→ **Document passage**
Cincinnati,, Ohio, UNITED STATES

CINCINNATI, April 29, 2013 (GLOBE NEWSWIRE) -- The Federal Home Loan Bank of Cincinnati (FHLBank) today released unaudited financial results for the first quarter ended March 31, 2013. The FHLBank continued to effectively fulfill its mission by providing readily available and competitively priced wholesale funding to its member financial institutions, supporting its commitment to affordable housing, and paying stockholders a competitive dividend return on their capital investment. Highlights include:

  • Net income was $64 million and return on average equity (ROE) was 5.49 percent. This compares to net income of $58 million and ROE of 6.50 percent for the same period of 2012. The most significant contributor to the increase in net income in the first quarter of 2013 was the growth in average Advance balances. A $1.1 billion increase in average total capital to support Advance growth diluted the ROE because earnings were spread over a larger capital base.
  • Total assets at March 31, 2013 were $86.7 billion, an increase of $5.2 billion (six percent) from year-end 2012. Total assets in the first three months of 2013 averaged $84.4 billion, an increase of $21.6 billion (34 percent) from the same period of 2012. The growth was primarily due to significant Advance borrowings by a large-asset member.

Entries from a pointing dataset

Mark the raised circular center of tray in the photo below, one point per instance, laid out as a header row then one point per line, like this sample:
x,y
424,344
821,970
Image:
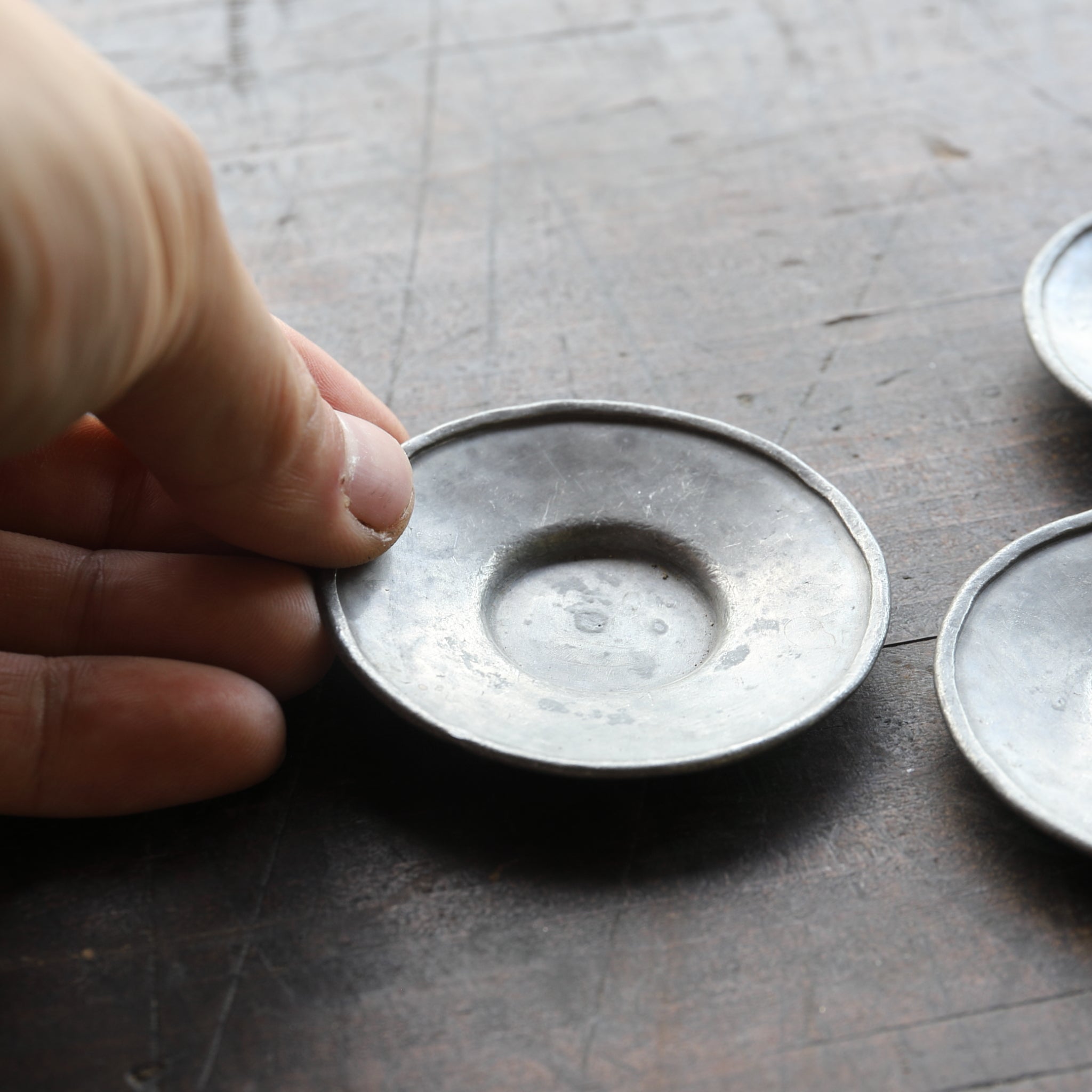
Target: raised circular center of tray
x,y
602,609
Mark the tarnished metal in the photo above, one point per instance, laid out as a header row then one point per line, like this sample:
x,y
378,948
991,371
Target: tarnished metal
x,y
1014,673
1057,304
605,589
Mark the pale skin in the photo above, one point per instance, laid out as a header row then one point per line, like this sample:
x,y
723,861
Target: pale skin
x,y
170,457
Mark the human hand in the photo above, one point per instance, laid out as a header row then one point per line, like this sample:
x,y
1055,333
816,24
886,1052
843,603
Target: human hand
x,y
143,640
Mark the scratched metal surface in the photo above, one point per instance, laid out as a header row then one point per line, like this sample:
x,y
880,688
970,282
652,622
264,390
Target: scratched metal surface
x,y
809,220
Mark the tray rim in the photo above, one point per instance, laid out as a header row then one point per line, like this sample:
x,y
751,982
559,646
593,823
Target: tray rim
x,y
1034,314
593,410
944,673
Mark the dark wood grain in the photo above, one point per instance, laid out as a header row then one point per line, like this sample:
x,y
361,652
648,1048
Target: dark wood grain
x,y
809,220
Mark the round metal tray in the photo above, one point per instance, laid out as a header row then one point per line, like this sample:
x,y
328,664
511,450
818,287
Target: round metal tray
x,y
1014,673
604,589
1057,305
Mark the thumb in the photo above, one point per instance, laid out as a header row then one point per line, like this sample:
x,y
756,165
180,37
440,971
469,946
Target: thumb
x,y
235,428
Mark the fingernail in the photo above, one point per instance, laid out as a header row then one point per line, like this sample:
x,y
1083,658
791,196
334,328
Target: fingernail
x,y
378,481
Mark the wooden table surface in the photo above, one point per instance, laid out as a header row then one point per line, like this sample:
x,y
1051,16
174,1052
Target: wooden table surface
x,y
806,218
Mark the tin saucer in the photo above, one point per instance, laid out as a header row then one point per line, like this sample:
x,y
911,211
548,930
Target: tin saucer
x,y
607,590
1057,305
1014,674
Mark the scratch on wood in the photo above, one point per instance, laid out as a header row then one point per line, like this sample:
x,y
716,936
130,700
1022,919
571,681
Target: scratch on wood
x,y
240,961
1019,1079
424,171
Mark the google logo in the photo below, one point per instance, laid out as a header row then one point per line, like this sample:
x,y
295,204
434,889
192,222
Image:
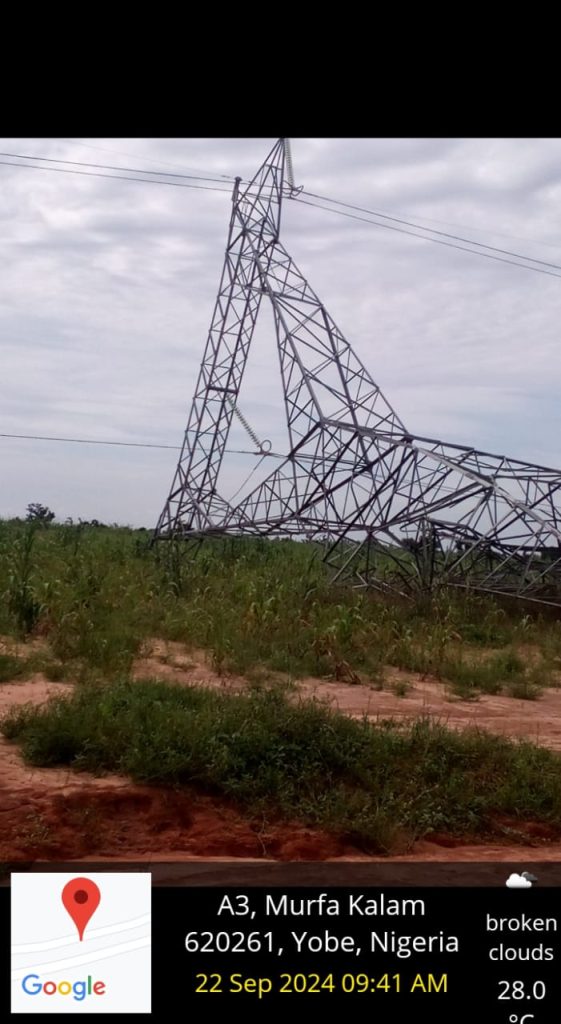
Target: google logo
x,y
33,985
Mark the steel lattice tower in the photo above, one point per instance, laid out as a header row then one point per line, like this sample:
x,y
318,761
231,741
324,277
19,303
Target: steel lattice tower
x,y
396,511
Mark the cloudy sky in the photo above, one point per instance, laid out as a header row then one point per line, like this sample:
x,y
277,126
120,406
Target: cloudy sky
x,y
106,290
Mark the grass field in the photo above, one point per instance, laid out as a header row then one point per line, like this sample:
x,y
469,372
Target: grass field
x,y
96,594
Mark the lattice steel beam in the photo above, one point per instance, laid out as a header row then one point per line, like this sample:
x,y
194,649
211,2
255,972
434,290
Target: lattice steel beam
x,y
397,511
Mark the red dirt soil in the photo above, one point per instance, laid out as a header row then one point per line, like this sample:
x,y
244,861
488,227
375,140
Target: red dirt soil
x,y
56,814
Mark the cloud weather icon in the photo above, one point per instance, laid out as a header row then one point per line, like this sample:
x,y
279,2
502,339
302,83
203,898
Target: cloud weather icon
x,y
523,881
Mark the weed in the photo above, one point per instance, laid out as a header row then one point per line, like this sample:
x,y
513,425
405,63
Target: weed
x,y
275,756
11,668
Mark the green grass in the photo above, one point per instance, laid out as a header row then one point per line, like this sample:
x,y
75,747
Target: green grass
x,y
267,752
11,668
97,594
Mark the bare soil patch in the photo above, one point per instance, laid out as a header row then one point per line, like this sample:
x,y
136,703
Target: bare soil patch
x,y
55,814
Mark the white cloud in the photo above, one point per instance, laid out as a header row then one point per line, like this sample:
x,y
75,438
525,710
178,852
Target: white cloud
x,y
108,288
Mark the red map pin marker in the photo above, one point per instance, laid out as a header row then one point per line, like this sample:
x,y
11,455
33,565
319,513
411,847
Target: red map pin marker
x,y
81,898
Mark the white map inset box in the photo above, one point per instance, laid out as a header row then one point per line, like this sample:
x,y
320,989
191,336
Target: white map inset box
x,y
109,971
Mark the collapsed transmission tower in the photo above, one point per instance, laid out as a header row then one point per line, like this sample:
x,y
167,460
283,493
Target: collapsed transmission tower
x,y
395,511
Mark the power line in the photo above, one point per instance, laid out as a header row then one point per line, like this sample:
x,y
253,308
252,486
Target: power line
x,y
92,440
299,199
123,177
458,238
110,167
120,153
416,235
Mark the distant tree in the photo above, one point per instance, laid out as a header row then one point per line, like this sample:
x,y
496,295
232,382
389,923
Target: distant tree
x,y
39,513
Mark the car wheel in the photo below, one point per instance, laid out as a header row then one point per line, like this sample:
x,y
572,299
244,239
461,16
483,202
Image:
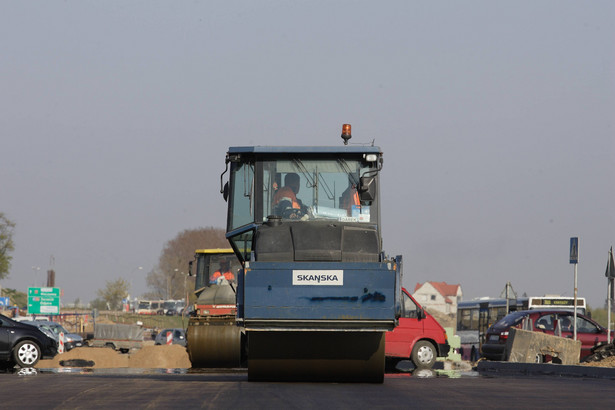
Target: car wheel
==
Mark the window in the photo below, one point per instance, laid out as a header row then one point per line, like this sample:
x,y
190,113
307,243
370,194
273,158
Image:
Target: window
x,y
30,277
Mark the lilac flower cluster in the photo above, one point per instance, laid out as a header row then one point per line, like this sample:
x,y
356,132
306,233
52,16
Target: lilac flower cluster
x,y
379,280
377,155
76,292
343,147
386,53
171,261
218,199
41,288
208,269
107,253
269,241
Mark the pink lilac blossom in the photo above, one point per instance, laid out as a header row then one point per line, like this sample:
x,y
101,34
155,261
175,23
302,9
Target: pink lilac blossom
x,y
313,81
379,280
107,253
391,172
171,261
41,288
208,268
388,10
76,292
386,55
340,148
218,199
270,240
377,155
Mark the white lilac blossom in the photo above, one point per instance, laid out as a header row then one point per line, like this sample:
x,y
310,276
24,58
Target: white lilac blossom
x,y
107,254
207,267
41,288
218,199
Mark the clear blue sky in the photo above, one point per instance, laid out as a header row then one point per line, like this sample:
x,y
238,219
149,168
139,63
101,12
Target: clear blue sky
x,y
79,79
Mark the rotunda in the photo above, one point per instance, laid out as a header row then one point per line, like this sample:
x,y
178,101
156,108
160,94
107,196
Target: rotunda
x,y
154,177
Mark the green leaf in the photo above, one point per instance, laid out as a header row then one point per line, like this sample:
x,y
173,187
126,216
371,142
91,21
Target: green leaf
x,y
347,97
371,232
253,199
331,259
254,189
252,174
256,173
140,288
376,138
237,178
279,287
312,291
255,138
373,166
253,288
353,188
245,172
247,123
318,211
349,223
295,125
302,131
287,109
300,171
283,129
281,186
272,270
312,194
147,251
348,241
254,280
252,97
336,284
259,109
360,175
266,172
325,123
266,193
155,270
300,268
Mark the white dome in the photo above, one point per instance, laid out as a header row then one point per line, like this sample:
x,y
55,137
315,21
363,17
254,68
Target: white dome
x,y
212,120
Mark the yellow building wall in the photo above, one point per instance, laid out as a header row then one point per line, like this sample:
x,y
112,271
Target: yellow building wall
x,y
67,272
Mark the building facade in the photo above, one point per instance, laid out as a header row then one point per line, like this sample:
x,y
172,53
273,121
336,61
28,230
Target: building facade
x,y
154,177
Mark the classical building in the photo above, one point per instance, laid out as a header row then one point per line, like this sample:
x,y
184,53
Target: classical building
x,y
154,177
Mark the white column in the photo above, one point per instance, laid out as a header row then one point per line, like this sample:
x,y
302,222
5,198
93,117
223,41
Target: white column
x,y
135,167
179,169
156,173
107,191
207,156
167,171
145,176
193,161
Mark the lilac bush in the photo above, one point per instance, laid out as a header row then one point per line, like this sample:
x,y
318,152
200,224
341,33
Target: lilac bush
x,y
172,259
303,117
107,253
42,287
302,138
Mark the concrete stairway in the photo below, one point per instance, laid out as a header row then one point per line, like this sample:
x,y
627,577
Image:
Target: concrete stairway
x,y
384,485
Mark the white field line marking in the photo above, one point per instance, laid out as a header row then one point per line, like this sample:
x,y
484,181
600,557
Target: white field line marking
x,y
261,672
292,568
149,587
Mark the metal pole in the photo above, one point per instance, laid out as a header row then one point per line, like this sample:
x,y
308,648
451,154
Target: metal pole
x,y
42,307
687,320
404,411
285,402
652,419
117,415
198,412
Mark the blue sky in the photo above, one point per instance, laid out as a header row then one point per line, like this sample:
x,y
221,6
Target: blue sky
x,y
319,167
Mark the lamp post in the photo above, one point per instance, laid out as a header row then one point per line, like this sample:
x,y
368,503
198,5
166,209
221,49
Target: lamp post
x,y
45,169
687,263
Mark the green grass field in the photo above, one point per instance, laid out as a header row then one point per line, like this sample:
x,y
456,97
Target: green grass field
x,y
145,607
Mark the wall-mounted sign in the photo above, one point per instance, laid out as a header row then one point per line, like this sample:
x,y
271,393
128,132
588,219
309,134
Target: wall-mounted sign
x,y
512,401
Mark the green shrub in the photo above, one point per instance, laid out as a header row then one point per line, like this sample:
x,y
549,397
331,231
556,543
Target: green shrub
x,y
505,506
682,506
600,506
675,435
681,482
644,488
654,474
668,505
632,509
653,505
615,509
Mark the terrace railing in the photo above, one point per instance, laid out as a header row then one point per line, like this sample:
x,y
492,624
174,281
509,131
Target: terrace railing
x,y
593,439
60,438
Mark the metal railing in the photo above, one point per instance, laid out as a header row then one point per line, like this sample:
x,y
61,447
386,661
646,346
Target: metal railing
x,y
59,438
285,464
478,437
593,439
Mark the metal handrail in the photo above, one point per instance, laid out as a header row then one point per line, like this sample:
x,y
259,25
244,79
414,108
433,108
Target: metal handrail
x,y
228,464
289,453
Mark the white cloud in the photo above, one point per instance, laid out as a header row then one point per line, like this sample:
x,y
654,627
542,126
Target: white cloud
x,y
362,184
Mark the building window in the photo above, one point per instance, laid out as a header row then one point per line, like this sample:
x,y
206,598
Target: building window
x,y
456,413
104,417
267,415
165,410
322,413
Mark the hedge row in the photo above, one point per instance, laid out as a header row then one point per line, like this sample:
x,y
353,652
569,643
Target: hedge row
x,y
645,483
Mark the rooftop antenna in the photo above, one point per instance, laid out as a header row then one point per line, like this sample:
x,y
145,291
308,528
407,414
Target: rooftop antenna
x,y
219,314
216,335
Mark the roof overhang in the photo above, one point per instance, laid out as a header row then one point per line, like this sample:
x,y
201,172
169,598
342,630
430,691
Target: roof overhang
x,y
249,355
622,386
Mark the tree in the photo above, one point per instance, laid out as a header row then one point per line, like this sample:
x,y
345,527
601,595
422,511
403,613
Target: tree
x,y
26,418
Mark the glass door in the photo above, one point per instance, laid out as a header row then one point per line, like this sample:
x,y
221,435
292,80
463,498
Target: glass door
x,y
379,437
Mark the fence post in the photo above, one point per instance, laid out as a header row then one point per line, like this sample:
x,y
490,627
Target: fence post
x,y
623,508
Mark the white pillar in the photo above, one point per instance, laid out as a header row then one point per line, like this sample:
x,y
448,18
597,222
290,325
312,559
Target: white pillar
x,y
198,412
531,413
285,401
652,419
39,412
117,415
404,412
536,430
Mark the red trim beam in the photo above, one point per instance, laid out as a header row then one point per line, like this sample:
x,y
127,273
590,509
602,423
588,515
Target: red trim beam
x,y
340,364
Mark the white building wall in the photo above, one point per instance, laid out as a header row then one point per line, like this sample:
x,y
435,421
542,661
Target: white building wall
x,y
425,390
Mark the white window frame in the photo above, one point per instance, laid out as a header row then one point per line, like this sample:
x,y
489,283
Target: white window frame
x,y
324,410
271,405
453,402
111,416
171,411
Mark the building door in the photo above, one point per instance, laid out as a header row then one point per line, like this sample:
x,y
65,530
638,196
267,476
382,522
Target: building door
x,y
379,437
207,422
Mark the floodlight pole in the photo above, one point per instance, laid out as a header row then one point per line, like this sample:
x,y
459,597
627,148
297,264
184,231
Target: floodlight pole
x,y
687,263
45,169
--
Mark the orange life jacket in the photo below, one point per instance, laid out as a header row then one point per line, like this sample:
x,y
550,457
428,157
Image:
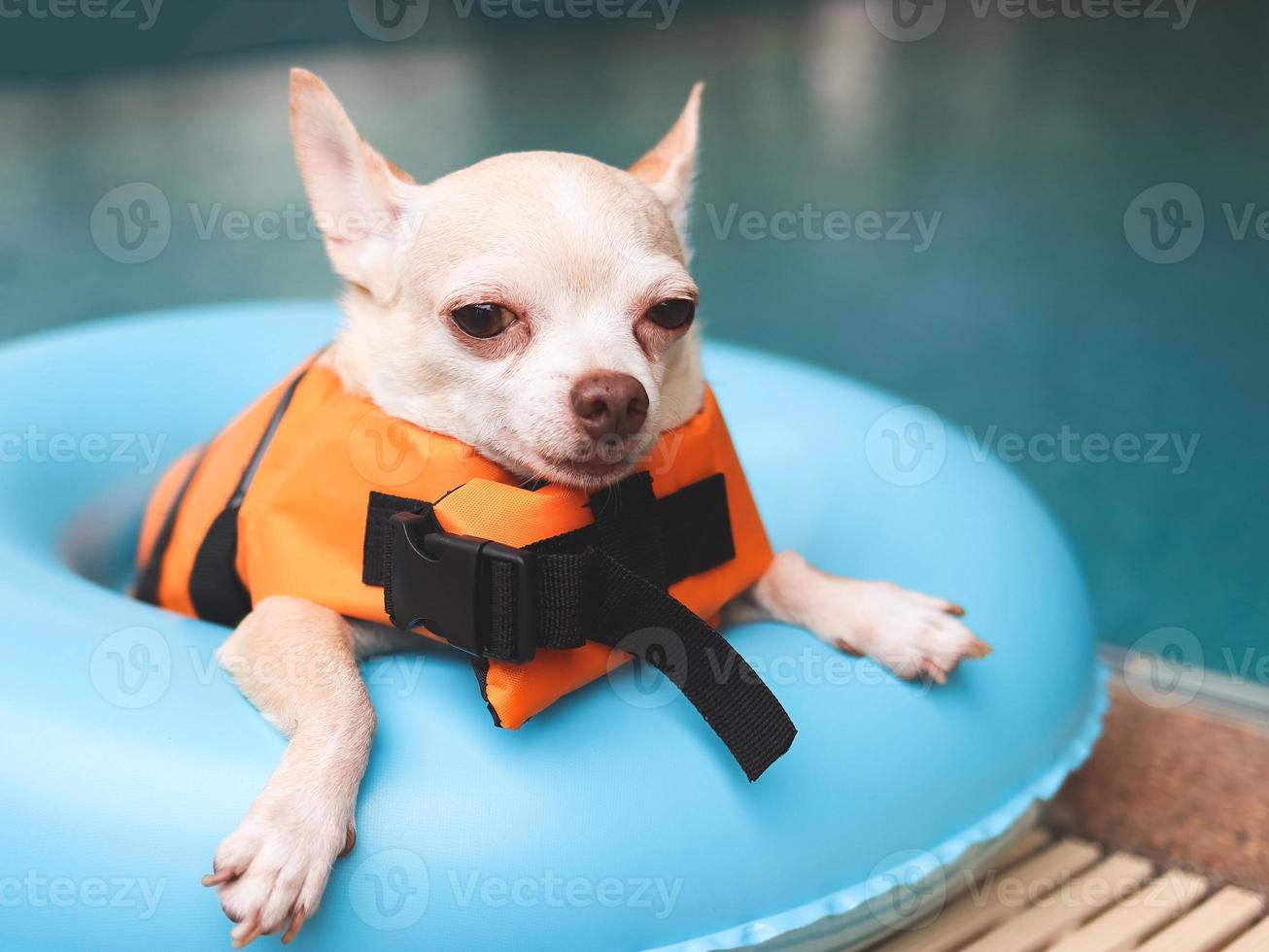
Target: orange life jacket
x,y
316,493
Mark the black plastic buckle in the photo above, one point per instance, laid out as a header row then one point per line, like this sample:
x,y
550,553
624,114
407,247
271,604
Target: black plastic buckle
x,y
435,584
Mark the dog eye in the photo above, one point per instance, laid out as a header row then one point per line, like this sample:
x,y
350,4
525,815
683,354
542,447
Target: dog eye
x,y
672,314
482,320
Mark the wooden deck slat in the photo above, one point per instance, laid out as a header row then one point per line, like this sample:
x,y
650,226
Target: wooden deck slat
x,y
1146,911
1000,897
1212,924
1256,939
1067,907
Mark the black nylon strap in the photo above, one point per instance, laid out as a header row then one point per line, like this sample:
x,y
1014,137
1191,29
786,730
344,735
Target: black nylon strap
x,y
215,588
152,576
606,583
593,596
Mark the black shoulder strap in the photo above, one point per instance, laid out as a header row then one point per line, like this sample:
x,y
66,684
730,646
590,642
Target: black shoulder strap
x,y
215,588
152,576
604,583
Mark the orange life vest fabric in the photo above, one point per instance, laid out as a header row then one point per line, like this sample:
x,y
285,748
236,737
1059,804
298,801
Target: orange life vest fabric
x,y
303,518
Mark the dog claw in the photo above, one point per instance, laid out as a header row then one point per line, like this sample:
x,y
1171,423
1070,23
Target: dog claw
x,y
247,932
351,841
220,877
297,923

→ **Direction A**
What return on average equity does the press release report for the first quarter of 2013?
→ **Direction B**
Please filter the entries down to every line that contains the word "facade".
These entries are unrelated to the press release.

→ **Task output A**
5.49 percent

→ **Task output B**
Mark the building facade in the photo above, one point per instance, laid out as a header row then one point per line, like this sample:
Target: building facade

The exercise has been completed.